- _Exercise A_
Rewrite only the entries from the line containing "blue window on" through the line containing "(290, 560), (500, 666)", both included, with "climbing plant" changed to "creeping vine" and everything else left unchanged.

- _Reading passage_
* * *

SAFE Water Strategy
My team was designated Meritorious Winner. Out of 5636 international teams, we placed among the top 16%. Less than 1% of the teams that competed placed in a higher tier. This year was my second time competing in COMAP's Mathematical Contest in Modeling (MCM). MCM is a competition that challenges teams of students to clarify, analyze, and propose solutions to open-ended problems. The problems were released on January 31, 2013 at 6:00pm. The papers were due on February 4, 2013 at 6:00pm. My teammates were Claudio Gonzales and Camilla Hutchison.
This year, my team chose Problem B:
Fresh water is the limiting constraint for development in much of the world. Build a mathematical model for determining an effective, feasible, and cost-efficient water strategy for 2013 to meet the projected water needs of [pick one country from the list below] in 2025, and identify the best water strategy. In particular, your mathematical model must address storage and movement; de-salinization; and conservation. If possible, use your model to discuss the economic, physical, and environmental implications of your strategy. Provide a non-technical position paper to governmental leadership outlining your approach, its feasibility and costs, and why it is the 'best water strategy choice.'
Countries: United States, China, Russia, Egypt, or Saudi Arabia
Executive Summary
SAFE Water Strategy
Saudi Arabia Feasible and Efficient Water Strategy
Saudi Arabia Feasible and Efficient Water Strategy
The goal of our model is to create a realistic simulation of the hydrological situation of Saudi Arabia in 2025, from which we can determine the best water strategy. To ensure that our strategy was effective we required that our models provide the entire population with sufficient water. We guaranteed our strategy would be feasible by only using current technology and undertaking construction that can be completed within 12 years. We determined whether a strategy was cost-efficient by comparing the yearly cost to Saudi Arabia’s current annual water budget. We considered the best strategy to be one which fully satisfies Saudi Arabia’s annual water demands, minimizes cost, and minimizes the environmental impact.

* * *

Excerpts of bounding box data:
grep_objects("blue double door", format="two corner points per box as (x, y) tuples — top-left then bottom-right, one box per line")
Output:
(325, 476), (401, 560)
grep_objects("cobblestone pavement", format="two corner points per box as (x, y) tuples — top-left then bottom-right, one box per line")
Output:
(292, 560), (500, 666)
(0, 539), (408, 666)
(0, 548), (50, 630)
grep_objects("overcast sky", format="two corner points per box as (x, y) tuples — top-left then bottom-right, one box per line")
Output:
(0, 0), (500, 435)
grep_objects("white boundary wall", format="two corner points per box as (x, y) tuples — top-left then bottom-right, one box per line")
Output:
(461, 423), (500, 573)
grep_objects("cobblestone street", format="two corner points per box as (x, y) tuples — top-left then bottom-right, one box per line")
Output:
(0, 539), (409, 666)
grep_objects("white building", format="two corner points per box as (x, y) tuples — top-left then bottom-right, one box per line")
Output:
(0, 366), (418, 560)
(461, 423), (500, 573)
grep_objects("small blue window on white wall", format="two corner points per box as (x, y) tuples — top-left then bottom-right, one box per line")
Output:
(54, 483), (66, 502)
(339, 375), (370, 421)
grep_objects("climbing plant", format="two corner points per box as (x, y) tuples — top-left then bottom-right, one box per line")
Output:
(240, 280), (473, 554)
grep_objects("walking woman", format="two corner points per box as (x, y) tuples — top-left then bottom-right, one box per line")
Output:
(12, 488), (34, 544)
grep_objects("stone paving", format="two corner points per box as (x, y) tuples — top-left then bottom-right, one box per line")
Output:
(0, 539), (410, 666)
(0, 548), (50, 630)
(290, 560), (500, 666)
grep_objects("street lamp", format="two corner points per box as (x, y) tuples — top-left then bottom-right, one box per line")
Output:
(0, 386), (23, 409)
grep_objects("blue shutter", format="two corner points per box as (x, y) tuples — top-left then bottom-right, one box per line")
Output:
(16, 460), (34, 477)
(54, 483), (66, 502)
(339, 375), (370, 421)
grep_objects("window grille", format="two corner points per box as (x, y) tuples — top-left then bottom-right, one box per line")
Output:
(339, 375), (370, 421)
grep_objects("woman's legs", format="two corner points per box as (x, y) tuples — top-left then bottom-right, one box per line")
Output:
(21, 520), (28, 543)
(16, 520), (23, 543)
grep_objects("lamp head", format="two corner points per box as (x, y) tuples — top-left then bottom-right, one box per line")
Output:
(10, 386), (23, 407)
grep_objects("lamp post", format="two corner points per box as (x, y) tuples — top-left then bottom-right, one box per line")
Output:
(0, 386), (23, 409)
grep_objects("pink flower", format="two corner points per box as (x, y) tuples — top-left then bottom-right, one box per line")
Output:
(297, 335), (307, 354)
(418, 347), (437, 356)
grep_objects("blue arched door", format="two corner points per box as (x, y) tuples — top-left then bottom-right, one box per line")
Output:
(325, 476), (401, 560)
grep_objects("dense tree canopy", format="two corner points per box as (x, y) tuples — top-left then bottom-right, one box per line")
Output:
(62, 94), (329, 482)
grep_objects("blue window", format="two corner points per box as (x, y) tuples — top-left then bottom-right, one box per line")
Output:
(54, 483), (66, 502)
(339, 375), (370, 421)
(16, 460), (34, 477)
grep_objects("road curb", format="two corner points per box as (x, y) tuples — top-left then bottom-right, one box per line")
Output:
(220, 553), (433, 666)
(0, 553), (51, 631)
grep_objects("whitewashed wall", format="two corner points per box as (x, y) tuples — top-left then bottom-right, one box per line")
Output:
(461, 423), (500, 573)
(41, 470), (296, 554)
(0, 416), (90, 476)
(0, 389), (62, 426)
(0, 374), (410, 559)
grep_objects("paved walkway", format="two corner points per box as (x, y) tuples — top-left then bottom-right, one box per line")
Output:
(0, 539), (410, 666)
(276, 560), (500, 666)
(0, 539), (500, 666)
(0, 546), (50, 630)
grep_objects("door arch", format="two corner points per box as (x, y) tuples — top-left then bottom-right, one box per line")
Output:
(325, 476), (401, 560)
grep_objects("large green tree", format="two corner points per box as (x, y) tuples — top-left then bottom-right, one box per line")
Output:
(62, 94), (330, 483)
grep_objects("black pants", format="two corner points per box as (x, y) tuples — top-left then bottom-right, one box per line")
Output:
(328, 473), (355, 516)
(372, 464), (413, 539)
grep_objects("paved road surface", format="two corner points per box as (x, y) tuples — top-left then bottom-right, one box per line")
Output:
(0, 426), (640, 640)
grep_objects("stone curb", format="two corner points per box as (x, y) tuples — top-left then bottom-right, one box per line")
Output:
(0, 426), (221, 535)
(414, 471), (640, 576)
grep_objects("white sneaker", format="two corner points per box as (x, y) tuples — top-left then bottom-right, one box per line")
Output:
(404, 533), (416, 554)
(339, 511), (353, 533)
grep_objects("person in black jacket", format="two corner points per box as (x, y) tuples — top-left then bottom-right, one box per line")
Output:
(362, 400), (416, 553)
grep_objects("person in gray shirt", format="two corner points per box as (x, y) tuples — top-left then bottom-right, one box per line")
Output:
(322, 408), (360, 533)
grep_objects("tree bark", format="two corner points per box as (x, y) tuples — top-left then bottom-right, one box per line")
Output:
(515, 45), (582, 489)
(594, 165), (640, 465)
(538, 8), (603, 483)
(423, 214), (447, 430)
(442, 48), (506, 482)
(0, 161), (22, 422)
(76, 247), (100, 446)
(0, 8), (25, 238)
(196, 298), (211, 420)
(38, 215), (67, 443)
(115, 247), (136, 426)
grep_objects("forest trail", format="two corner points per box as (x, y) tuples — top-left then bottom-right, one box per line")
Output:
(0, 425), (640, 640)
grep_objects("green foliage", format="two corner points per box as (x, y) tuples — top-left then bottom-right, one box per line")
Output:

* * *

- _Exercise B_
Please retype the entire water strategy write-up word for word.

- _Final result A_
grep_objects("small blue window on white wall", format="two corner points per box as (x, y) tuples — top-left then bottom-right, one box per line")
Output:
(54, 483), (66, 502)
(339, 375), (370, 421)
grep_objects("creeping vine", format="two corner points per box as (x, y) tuples — top-left then bottom-right, one box per line")
Output:
(240, 280), (473, 554)
grep_objects("walking woman", format="two corner points per box as (x, y) tuples — top-left then bottom-right, one box per line")
Output:
(12, 488), (34, 544)
grep_objects("stone paving", format="two corner points per box as (x, y) tuples — top-left then bottom-right, one box per line")
Output:
(0, 539), (410, 666)
(0, 548), (50, 630)
(290, 560), (500, 666)

- _Final result B_
SAFE Water Strategy
My team was designated Meritorious Winner. Out of 5636 international teams, we placed among the top 16%. Less than 1% of the teams that competed placed in a higher tier. This year was my second time competing in COMAP's Mathematical Contest in Modeling (MCM). MCM is a competition that challenges teams of students to clarify, analyze, and propose solutions to open-ended problems. The problems were released on January 31, 2013 at 6:00pm. The papers were due on February 4, 2013 at 6:00pm. My teammates were Claudio Gonzales and Camilla Hutchison.
This year, my team chose Problem B:
Fresh water is the limiting constraint for development in much of the world. Build a mathematical model for determining an effective, feasible, and cost-efficient water strategy for 2013 to meet the projected water needs of [pick one country from the list below] in 2025, and identify the best water strategy. In particular, your mathematical model must address storage and movement; de-salinization; and conservation. If possible, use your model to discuss the economic, physical, and environmental implications of your strategy. Provide a non-technical position paper to governmental leadership outlining your approach, its feasibility and costs, and why it is the 'best water strategy choice.'
Countries: United States, China, Russia, Egypt, or Saudi Arabia
Executive Summary
SAFE Water Strategy
Saudi Arabia Feasible and Efficient Water Strategy
Saudi Arabia Feasible and Efficient Water Strategy
The goal of our model is to create a realistic simulation of the hydrological situation of Saudi Arabia in 2025, from which we can determine the best water strategy. To ensure that our strategy was effective we required that our models provide the entire population with sufficient water. We guaranteed our strategy would be feasible by only using current technology and undertaking construction that can be completed within 12 years. We determined whether a strategy was cost-efficient by comparing the yearly cost to Saudi Arabia’s current annual water budget. We considered the best strategy to be one which fully satisfies Saudi Arabia’s annual water demands, minimizes cost, and minimizes the environmental impact.